= GESTELLTE AUFGABE =
Gib jede Zeile des folgenden Materials zurück, in der das Wort „grass“ vorkommt. Achte dabei auf Groß- und Kleinschreibung.

━━━ BEREITGESTELLTE DATEN

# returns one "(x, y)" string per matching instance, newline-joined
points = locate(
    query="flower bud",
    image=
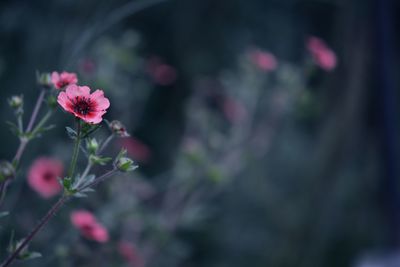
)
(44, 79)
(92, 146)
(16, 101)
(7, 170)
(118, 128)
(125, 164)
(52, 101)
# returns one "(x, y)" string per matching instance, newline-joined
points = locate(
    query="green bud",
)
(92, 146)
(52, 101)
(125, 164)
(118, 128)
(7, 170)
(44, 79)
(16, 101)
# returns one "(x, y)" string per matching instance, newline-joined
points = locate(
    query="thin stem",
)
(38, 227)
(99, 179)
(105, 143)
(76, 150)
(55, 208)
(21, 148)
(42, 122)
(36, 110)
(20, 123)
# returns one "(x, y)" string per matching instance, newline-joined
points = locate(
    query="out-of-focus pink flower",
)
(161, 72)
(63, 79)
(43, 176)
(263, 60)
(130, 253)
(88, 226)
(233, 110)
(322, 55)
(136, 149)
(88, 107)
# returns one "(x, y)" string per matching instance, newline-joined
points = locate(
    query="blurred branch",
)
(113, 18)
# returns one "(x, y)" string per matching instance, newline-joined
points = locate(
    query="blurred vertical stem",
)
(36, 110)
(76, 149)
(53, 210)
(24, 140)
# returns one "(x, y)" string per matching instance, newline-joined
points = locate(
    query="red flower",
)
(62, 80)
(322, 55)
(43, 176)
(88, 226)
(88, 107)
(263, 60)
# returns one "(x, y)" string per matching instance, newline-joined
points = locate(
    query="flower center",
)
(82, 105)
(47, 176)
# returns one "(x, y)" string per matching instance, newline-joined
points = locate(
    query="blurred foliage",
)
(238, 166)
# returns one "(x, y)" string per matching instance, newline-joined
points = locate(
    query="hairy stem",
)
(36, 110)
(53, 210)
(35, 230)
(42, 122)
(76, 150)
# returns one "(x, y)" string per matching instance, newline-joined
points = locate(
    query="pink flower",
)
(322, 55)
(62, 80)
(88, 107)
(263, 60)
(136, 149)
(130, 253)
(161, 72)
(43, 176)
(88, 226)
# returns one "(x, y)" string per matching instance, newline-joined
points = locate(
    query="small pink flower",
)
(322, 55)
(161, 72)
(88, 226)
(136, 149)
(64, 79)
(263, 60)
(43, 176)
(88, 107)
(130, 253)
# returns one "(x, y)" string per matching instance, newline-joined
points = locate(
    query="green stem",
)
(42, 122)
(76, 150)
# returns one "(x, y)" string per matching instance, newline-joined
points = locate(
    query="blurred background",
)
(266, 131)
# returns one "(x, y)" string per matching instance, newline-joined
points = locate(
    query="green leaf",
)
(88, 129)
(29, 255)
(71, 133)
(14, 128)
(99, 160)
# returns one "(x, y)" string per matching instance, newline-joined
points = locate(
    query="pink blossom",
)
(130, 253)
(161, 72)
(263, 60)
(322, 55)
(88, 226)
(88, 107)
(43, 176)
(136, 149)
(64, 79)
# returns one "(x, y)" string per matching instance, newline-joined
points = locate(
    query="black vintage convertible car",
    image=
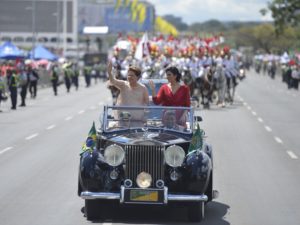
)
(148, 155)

━━━━━━
━━━ BEREITGESTELLTE DATEN

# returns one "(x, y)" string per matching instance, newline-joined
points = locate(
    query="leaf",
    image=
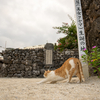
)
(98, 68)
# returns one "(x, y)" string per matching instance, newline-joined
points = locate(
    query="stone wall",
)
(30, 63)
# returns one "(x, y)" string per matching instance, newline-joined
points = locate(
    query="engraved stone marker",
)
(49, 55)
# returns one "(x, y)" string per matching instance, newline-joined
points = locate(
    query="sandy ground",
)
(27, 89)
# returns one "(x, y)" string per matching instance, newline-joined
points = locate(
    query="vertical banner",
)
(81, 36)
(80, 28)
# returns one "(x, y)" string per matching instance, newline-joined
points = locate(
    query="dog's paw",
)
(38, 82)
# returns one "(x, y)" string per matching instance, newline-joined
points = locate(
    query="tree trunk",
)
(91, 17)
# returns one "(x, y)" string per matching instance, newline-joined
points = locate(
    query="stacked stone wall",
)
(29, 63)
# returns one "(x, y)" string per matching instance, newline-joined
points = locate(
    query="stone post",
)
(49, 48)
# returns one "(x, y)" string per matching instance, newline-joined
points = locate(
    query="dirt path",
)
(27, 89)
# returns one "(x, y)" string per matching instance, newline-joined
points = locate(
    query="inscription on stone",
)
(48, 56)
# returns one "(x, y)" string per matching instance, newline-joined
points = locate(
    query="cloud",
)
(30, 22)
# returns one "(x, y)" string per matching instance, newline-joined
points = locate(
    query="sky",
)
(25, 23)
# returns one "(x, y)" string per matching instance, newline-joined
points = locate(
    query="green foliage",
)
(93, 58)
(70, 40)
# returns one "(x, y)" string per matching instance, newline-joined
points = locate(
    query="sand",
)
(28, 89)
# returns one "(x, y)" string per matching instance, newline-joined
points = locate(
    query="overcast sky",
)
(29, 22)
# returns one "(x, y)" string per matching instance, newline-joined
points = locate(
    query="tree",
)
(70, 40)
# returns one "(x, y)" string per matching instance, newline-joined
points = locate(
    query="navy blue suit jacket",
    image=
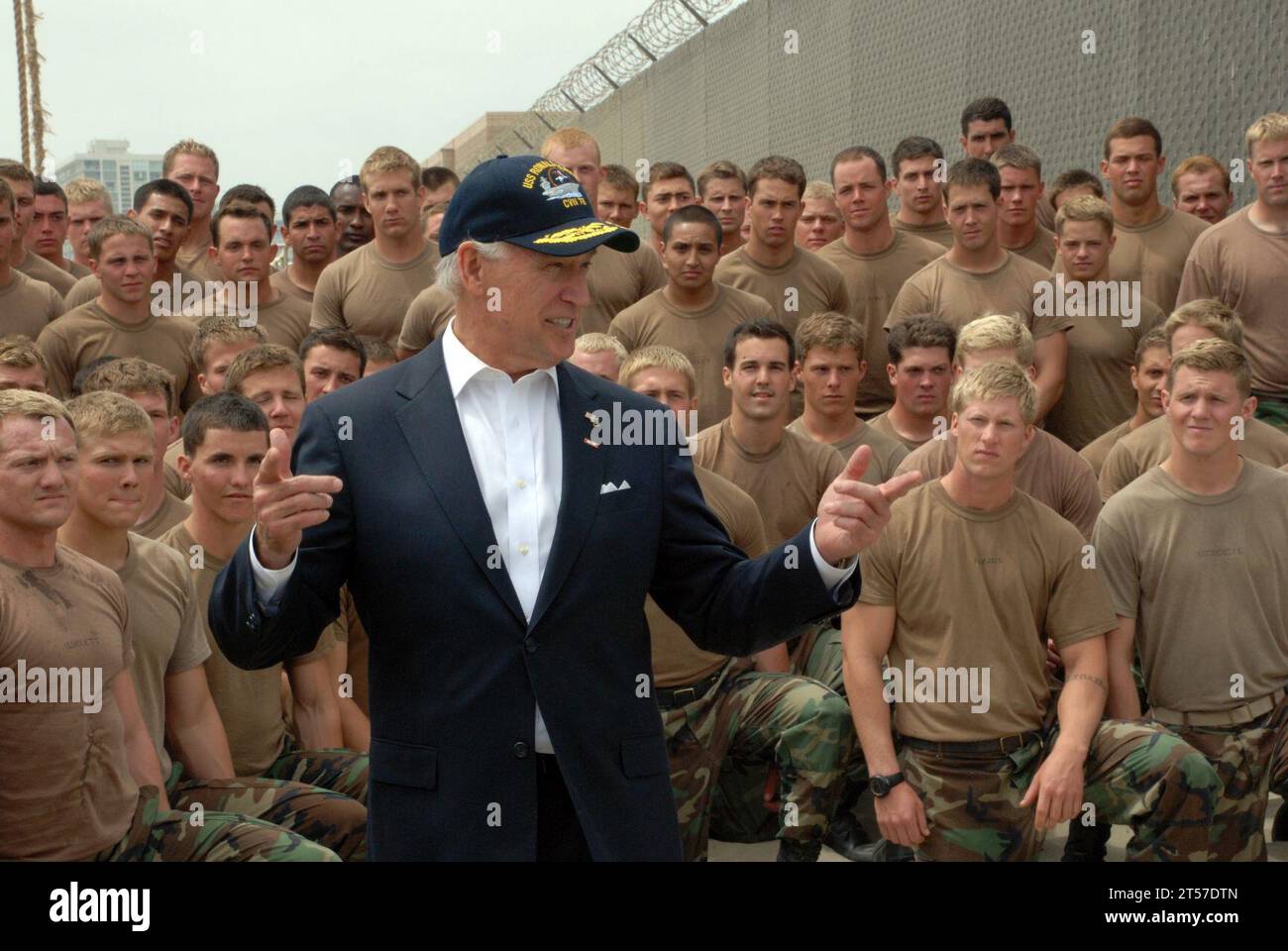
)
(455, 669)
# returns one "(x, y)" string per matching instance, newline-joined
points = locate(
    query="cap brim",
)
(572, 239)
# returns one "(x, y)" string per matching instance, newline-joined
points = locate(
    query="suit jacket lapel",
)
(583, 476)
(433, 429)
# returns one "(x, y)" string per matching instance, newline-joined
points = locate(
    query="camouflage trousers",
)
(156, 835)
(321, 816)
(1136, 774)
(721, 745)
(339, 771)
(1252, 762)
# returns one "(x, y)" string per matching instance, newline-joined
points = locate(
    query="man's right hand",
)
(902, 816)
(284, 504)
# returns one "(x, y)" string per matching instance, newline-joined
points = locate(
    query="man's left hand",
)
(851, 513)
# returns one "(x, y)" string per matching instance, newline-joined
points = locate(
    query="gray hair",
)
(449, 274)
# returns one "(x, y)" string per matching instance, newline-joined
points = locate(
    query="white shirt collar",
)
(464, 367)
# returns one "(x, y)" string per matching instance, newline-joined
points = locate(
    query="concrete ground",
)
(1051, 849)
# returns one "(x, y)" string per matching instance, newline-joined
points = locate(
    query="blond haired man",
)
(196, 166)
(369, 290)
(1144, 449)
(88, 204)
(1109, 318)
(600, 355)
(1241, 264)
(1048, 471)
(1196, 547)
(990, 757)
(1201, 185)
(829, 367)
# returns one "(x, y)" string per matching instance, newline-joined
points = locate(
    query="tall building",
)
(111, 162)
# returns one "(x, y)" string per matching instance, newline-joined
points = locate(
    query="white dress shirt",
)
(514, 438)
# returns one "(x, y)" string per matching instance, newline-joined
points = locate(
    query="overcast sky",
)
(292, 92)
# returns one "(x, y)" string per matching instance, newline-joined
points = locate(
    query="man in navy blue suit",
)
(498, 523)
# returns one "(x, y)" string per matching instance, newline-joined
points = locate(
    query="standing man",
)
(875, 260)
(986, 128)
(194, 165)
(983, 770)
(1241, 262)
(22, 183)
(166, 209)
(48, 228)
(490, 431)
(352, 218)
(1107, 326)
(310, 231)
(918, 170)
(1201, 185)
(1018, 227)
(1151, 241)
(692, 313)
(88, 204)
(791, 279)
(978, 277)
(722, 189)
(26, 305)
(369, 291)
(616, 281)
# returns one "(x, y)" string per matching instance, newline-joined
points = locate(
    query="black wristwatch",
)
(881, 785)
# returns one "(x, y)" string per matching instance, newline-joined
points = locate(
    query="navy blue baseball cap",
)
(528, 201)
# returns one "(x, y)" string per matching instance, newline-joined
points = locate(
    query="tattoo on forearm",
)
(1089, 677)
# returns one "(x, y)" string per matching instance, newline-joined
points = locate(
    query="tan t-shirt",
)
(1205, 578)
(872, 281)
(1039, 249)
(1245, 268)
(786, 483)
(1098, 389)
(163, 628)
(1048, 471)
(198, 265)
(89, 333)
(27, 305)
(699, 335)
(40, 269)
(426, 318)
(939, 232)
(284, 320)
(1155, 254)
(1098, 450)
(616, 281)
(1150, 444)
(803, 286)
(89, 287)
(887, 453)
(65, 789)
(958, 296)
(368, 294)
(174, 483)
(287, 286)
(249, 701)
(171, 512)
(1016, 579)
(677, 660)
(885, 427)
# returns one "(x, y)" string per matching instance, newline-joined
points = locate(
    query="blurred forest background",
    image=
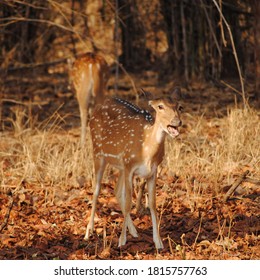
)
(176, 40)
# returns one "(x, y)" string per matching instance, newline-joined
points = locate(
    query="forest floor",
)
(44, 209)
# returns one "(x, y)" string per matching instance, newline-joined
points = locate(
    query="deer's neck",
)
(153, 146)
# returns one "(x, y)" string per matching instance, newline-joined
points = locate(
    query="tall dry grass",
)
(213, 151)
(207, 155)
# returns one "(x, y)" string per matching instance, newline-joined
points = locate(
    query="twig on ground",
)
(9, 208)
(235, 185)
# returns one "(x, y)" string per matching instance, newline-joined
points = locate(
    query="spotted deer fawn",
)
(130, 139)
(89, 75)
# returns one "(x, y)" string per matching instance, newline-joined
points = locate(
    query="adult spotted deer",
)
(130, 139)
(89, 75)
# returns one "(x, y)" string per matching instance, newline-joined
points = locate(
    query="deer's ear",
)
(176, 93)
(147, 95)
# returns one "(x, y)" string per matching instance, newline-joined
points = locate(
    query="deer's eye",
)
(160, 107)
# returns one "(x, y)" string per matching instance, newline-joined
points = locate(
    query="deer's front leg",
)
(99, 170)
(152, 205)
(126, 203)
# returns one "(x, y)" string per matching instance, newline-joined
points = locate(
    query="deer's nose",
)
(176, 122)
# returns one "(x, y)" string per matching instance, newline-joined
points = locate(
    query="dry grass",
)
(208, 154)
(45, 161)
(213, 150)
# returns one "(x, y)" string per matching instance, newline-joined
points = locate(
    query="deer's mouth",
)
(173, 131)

━━━━━━
━━━ BEREITGESTELLTE DATEN

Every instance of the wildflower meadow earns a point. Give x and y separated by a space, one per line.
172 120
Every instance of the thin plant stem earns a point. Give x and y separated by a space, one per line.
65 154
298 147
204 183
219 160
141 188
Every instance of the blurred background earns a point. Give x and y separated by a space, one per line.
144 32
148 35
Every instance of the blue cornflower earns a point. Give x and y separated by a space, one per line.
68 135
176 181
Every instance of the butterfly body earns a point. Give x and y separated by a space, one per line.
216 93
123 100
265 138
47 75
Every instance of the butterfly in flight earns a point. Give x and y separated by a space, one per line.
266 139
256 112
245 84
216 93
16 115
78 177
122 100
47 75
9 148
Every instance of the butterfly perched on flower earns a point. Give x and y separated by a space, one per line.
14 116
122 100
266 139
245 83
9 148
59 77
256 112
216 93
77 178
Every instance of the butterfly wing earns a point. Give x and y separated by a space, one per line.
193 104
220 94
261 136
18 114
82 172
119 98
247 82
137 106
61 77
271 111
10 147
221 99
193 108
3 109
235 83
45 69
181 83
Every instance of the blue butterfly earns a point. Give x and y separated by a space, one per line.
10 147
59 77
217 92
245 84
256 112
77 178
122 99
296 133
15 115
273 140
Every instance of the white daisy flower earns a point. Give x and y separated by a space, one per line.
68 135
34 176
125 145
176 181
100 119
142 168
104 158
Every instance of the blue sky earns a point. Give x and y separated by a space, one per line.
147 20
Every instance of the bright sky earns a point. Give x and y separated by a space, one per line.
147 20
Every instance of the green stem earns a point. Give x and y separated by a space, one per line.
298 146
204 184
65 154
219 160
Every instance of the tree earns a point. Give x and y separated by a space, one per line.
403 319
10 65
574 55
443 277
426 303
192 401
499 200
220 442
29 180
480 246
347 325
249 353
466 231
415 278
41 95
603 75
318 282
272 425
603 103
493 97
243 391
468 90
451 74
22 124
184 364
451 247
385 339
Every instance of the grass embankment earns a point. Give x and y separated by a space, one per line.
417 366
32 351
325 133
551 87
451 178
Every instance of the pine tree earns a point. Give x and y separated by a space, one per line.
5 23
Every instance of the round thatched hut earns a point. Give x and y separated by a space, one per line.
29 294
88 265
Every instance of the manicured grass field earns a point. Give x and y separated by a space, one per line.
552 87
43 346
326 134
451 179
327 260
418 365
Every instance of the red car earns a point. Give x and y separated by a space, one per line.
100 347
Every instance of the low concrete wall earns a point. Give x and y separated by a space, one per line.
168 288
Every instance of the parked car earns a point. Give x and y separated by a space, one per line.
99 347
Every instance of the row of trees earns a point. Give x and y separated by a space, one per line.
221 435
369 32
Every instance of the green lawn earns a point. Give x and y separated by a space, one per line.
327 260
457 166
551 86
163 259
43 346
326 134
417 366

━━━━━━

= VOLLSTÄNDIGE ANTWORT =
    query="tall dry grass",
    query="dry grass",
Every instance of the grass embankment earns a point. Give x and y separated by a space, one per line.
Every instance of the manicured grass field earns a point. Give x and y separated by a space, one per line.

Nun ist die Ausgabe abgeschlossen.